> [Lesetext]
══════

Zusammenfassung
- Die Autonomen definieren sich, wie ihr Name schon sagt, aus einer organisatorischen Unabhängigkeit. Das heißt, sie grenzen sich von den bürokratischen Vereinigungen wie Parteien und Gewerkschaften ebenso ab wie von staatlichen Einrichtungen.
- Neben der Unabhängigkeit, gibt es keine klare zugeordnete Ideologie. Vielmehr identifizieren sich Autonome durch ihr Handeln als durch ideologische Überlegungen.
- Politik wird als eigene Handlung definiert und kann nicht nur durch gewählte Repräsentant*innen ausgeführt werden.
- Militanz wird geduldet, da durch die „nötige“ Gewalt heute, das Ziel einer Gewaltfreien Gesellschaft erreicht werden soll.
Begriff
Autonomie avancierte in den 1970er Jahren zum zentralen Leitbegriff im undogmatischen Lager des linksradikalen Spektrums. Autonomie verweist auf Immanuel Kants Begriffsprägung individueller (vernunftgeleiteter) Selbstbestimmung.[1] In der Tradition der italienischen Autonomia-Bewegungen[2] steht der Begriff für organisatorische Unabhängigkeit vor allem von bürokratischen (marxistischen) Partei- und Gewerkschaftsapparaten sowie den Institutionen des Staates.[3]
Genese
Die kollektive Identität als Bewegung der Autonomen evolvierte in fließenden Formierungsprozessen, die ihren Ursprung im linksradikalen Milieu der Sponti- und Alternativbewegungen haben.[4] Zwar agierten schon Ende der 1970er Jahre vereinzelt militant autonome Gruppen im Kontext der Anti-AKW-Proteste. Aber erst zu Beginn der 1980er Jahre mehrten sich „den Autonomen“ zugeschriebene Aktivitäten, etwa bei den gewaltsamen Protesten gegen ein öffentliches Rekrutengelöbnis im Bremer Weserstadion oder im Rahmen der Hausbesetzungswelle 1980/81.[5] Zu diesem Zeitpunkt entstanden auch erste Selbstverständigungstexte einer „Autonomen Bewegung“[6], die seitdem den undogmatischen Linksradikalismus in der Bundesrepublik prägen.

══════

> [Aufgabenstellung] Fassen Sie den Text über die Autonomen in zwei Sätzen zusammen. Die Datensätze werden für die Bearbeitung nicht benötigt.

> [Aufgelistete Datensätze]
══════

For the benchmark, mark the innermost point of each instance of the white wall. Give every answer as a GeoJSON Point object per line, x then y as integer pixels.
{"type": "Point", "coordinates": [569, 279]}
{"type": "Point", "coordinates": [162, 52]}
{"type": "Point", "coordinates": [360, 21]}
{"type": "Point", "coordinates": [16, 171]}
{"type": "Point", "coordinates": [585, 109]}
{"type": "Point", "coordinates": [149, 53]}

══════

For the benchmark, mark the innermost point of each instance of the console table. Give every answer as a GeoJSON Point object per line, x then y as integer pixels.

══════

> [Lösung] Die Autonomen grenzen sich organisatorisch von Parteien, Gewerkschaften und staatlichen Einrichtungen ab, definieren sich eher über ihr Handeln als über eine Ideologie und dulden Militanz. Ihre kollektive Identität entstand aus dem Milieu der Sponti- und Alternativbewegungen, und zu Beginn der 1980er Jahre mehrten sich ihnen zugeschriebene Aktivitäten, etwa während der Hausbesetzungswelle 1980/81.